(Records from a pointing dataset)

################

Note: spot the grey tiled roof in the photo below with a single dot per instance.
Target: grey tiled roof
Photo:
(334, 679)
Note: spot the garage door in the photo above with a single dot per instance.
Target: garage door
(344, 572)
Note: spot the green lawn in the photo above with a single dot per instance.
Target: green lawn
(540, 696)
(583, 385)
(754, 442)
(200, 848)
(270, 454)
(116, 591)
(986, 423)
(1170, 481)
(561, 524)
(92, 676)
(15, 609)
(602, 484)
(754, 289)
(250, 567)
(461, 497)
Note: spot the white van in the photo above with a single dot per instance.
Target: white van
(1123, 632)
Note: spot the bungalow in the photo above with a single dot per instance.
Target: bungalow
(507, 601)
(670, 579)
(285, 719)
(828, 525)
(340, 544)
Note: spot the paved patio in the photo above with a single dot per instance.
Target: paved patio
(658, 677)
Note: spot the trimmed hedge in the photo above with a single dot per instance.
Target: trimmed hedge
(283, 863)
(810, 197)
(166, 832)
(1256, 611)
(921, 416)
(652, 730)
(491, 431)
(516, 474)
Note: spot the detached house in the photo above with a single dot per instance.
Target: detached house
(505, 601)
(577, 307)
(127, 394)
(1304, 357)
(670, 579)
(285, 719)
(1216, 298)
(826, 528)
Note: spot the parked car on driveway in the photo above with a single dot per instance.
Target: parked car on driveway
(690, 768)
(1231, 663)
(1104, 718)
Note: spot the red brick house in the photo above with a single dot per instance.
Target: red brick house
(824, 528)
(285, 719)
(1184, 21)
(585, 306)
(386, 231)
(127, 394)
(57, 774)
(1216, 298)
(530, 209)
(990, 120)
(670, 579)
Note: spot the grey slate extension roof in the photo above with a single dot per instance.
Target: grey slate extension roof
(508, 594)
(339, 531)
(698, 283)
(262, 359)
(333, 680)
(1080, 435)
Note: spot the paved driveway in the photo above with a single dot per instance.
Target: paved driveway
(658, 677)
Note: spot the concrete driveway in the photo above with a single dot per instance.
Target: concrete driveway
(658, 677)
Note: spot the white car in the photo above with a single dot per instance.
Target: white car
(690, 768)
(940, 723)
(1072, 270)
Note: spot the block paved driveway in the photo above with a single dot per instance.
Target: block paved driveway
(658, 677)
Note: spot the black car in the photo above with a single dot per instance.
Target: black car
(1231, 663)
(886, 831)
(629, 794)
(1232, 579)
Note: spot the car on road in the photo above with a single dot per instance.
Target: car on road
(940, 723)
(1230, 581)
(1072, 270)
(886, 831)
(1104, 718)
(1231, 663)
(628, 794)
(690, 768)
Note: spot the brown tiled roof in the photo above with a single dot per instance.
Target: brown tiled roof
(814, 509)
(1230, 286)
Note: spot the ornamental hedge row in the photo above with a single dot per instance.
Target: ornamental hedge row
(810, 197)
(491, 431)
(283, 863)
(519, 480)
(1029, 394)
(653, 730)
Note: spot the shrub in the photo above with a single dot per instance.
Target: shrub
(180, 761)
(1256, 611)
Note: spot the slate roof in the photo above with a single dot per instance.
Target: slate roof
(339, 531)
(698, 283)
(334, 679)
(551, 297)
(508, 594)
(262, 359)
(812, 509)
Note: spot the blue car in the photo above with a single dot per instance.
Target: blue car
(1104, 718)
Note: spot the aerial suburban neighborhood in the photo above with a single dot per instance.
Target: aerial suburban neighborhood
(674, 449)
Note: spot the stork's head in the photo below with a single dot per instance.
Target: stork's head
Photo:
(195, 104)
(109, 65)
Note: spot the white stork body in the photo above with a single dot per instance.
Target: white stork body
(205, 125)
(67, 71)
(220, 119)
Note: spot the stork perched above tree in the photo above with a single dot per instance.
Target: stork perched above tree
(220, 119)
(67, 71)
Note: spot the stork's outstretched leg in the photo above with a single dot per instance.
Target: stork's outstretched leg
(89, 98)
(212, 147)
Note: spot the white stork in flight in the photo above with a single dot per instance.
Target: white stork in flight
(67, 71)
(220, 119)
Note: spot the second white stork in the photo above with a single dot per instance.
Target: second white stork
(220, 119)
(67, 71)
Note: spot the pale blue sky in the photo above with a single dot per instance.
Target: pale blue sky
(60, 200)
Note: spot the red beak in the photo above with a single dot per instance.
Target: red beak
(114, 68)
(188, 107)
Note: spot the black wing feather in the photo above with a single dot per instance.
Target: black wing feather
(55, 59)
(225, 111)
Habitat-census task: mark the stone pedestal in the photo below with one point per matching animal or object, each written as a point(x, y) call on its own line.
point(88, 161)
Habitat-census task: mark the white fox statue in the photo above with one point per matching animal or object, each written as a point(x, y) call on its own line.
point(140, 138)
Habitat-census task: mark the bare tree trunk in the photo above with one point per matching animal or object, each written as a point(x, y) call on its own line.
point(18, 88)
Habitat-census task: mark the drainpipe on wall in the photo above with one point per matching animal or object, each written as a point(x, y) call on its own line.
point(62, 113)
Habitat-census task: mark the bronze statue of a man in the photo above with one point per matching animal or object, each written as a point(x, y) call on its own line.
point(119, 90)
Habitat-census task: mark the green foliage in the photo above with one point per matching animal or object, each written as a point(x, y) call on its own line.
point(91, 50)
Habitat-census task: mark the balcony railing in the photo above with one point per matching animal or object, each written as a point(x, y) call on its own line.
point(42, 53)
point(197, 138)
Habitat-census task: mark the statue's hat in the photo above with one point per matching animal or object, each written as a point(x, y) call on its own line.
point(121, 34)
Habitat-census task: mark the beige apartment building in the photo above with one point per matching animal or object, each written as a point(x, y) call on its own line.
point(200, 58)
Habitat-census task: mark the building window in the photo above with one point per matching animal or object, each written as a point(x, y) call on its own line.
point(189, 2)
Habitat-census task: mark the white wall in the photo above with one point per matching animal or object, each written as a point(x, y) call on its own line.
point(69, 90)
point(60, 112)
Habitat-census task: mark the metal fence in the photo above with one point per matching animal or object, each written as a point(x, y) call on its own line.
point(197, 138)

################

> [What you need to do]: Render the lines above as a JSON list of strings, with one string per line and blank lines omitted.

> [Full answer]:
[
  "Note: spot the grey tiled roof in the photo below with a single dot per instance.",
  "Target: grey tiled roof",
  "Photo:",
  "(334, 679)",
  "Note: spot the garage door in the photo above with a single dot per instance.",
  "Target: garage door",
  "(344, 572)",
  "Note: spot the green lawn in the photo above with a single dot per instance.",
  "Target: green lawn",
  "(540, 696)",
  "(583, 385)",
  "(754, 442)",
  "(200, 848)",
  "(270, 454)",
  "(116, 591)",
  "(986, 423)",
  "(1170, 481)",
  "(561, 524)",
  "(92, 676)",
  "(15, 609)",
  "(602, 484)",
  "(754, 289)",
  "(250, 567)",
  "(461, 497)",
  "Note: spot the white van in the photo above with a single dot per instance.",
  "Target: white van",
  "(1123, 632)",
  "Note: spot the bungalow in the photo above with a single dot per instance.",
  "Target: bungalow",
  "(507, 601)",
  "(670, 579)",
  "(285, 719)",
  "(828, 525)",
  "(340, 544)",
  "Note: spot the paved patio in the photo above with a single dot per instance.",
  "Target: paved patio",
  "(658, 677)",
  "Note: spot the trimmed hedge in the photo above with a single dot per instance.",
  "Target: trimmed hedge",
  "(283, 863)",
  "(810, 197)",
  "(166, 832)",
  "(1256, 611)",
  "(921, 416)",
  "(652, 730)",
  "(491, 431)",
  "(516, 474)",
  "Note: spot the detached house in the photo above with a single dot per instance.",
  "Target: detached house",
  "(505, 601)",
  "(577, 307)",
  "(127, 394)",
  "(1304, 357)",
  "(670, 579)",
  "(285, 719)",
  "(1216, 298)",
  "(826, 528)",
  "Note: spot the parked car on driveway in the photo above with a single dot per instance.",
  "Target: parked car on driveway",
  "(690, 768)",
  "(1231, 663)",
  "(1104, 718)",
  "Note: spot the red brick house in the photo above with a single dot per instance.",
  "Target: red brick house",
  "(824, 528)",
  "(285, 719)",
  "(1184, 21)",
  "(585, 306)",
  "(386, 231)",
  "(127, 394)",
  "(57, 774)",
  "(1216, 298)",
  "(530, 209)",
  "(990, 120)",
  "(670, 579)",
  "Note: spot the grey slate extension roof in the photo above with a single dot per instance.",
  "Target: grey slate extension roof",
  "(508, 594)",
  "(339, 531)",
  "(698, 283)",
  "(262, 359)",
  "(333, 680)",
  "(1080, 435)",
  "Note: spot the paved driveway in the photo above with a single dot per instance.",
  "Target: paved driveway",
  "(658, 677)",
  "Note: spot the concrete driveway in the photo above with a single dot per instance.",
  "Target: concrete driveway",
  "(658, 677)",
  "Note: spot the white car in the photo above with a single dot per instance.",
  "Target: white car",
  "(690, 768)",
  "(940, 723)",
  "(1072, 270)",
  "Note: spot the block paved driveway in the photo above with a single dot per instance.",
  "Target: block paved driveway",
  "(658, 677)",
  "Note: spot the black car in the photo above with a single dot per instance.",
  "Target: black car",
  "(1231, 663)",
  "(886, 831)",
  "(629, 794)",
  "(1232, 579)",
  "Note: spot the car on road in the photo above with a single dot per instance.",
  "Target: car on road",
  "(940, 723)",
  "(1230, 581)",
  "(1072, 270)",
  "(886, 831)",
  "(1104, 718)",
  "(1231, 663)",
  "(628, 794)",
  "(690, 768)",
  "Note: spot the brown tiled roof in the photo above with a single dot per instance.",
  "Target: brown tiled roof",
  "(814, 509)",
  "(1230, 286)",
  "Note: spot the ornamental hedge row in the photo above with a single dot per instance.",
  "Target: ornamental hedge row",
  "(810, 197)",
  "(491, 431)",
  "(283, 863)",
  "(519, 480)",
  "(1029, 394)",
  "(653, 730)",
  "Note: spot the shrub in the photo above with a single dot per instance.",
  "Target: shrub",
  "(180, 761)",
  "(1256, 611)",
  "Note: spot the slate roof in the photo above with a single dot per instance.",
  "Target: slate roof",
  "(339, 531)",
  "(698, 283)",
  "(334, 679)",
  "(551, 297)",
  "(508, 594)",
  "(262, 359)",
  "(812, 509)",
  "Note: spot the blue car in the photo above with a single dot per instance.",
  "Target: blue car",
  "(1104, 718)",
  "Note: spot the aerial suburban neighborhood in the photo above with a single dot per instance.",
  "Target: aerial suburban neighborhood",
  "(674, 449)",
  "Note: spot the stork's head in the photo below with a single dot per instance.",
  "Target: stork's head",
  "Photo:",
  "(195, 104)",
  "(109, 65)",
  "Note: spot the white stork body in the photo above with a single dot per instance.",
  "Target: white stork body",
  "(205, 125)",
  "(67, 71)",
  "(220, 119)",
  "Note: spot the stork perched above tree in the photo above with a single dot per instance.",
  "Target: stork perched above tree",
  "(220, 119)",
  "(67, 71)",
  "Note: spot the stork's outstretched leg in the photo above with a single dot per instance.",
  "Target: stork's outstretched leg",
  "(89, 98)",
  "(212, 147)",
  "Note: spot the white stork in flight in the photo above with a single dot per instance.",
  "Target: white stork in flight",
  "(67, 71)",
  "(220, 119)",
  "Note: spot the second white stork in the photo above with a single dot per instance.",
  "Target: second white stork",
  "(220, 119)",
  "(67, 71)",
  "Note: spot the pale blue sky in the photo above with a single dot per instance.",
  "Target: pale blue sky",
  "(60, 200)",
  "Note: spot the red beak in the photo above with a single dot per instance.",
  "Target: red beak",
  "(114, 68)",
  "(188, 107)",
  "Note: spot the black wing feather in the photo above with a single dot per instance.",
  "Target: black wing feather",
  "(55, 59)",
  "(225, 111)",
  "Habitat-census task: mark the stone pedestal in the photo below with one point per matching animal or object, each written as a point(x, y) call on its own line.",
  "point(88, 161)",
  "Habitat-census task: mark the white fox statue in the photo above with one point per matching animal or object, each written as a point(x, y) call on its own line.",
  "point(140, 138)",
  "Habitat-census task: mark the bare tree trunk in the photo above with one point per matching animal or object, each written as a point(x, y) call on its own line.",
  "point(18, 88)",
  "Habitat-census task: mark the drainpipe on wall in the photo above with one point per matching animal or object, each written as a point(x, y) call on its own line.",
  "point(62, 113)",
  "Habitat-census task: mark the bronze statue of a man in the photo above with one point per matching animal or object, each written as a point(x, y) call on its own line.",
  "point(119, 90)",
  "Habitat-census task: mark the green foliage in the photo above with one point per matching animal or object, each written as a point(x, y) call on its own line.",
  "point(91, 50)",
  "Habitat-census task: mark the balcony railing in the photo above with one point per matching animal or object, each written as a point(x, y) call on its own line.",
  "point(42, 53)",
  "point(197, 138)",
  "Habitat-census task: mark the statue's hat in the photo above with one point per matching animal or object, each written as a point(x, y) call on its own line.",
  "point(121, 34)",
  "Habitat-census task: mark the beige apartment building in the photo above with one point per matching animal or object, each written as a point(x, y) call on its own line.",
  "point(200, 58)",
  "Habitat-census task: mark the building window in the photo above with one point per matching animal or object, each written as a point(x, y) call on its own line.",
  "point(189, 2)",
  "Habitat-census task: mark the white wall in the photo above with one point per matching animal or object, each written as a point(x, y) call on its own line.",
  "point(69, 90)",
  "point(60, 112)",
  "Habitat-census task: mark the metal fence in the photo above with one point per matching animal or object, each written as a point(x, y) call on its own line.",
  "point(197, 138)"
]